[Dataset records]

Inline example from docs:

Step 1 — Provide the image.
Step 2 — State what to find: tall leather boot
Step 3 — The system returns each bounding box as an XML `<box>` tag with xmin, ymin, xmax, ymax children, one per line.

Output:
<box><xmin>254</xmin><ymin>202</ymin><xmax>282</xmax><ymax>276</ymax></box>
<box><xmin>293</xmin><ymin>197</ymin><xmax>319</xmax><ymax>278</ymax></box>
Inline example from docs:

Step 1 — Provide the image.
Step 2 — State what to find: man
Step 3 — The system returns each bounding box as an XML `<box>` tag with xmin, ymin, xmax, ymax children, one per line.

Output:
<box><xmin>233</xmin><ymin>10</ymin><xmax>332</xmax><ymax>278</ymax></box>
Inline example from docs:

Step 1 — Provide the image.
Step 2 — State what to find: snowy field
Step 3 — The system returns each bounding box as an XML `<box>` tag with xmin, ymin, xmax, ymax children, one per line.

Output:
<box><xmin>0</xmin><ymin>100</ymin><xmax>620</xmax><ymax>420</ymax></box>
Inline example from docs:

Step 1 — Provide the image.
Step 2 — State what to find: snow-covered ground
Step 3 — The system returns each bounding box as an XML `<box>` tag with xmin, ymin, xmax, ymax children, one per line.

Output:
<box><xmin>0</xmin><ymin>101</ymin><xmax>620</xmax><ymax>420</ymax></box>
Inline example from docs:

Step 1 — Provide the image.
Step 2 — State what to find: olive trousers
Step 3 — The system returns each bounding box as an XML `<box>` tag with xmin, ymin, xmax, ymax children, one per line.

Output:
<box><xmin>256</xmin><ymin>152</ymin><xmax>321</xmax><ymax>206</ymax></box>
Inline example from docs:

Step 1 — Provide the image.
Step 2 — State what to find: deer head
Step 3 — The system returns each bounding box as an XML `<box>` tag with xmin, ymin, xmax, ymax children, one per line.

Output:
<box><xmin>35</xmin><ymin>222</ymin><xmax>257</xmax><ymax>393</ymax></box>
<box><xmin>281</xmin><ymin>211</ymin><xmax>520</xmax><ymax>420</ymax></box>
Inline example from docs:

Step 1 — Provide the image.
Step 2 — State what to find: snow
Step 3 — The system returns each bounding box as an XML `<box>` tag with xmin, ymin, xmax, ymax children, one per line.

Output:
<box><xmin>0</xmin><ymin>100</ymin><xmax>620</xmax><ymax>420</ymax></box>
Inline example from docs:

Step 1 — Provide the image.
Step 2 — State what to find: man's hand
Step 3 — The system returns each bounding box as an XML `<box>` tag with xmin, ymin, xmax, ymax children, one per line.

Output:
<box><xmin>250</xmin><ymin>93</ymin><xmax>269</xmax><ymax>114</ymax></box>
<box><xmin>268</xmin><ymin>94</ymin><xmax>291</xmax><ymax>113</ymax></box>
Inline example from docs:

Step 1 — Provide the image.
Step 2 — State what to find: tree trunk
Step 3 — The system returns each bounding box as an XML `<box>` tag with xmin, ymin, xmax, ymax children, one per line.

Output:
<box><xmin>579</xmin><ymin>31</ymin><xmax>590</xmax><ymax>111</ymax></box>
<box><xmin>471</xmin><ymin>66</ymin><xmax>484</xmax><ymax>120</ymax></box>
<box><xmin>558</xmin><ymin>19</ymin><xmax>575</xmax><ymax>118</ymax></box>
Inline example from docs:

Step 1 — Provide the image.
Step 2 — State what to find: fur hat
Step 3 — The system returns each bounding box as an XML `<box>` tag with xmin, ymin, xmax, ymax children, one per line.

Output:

## [WRITTEN INSTRUCTION]
State how many lines in the rows above contain the string "find". Reply with the number alone.

## [OUTPUT FOR THIS TASK]
10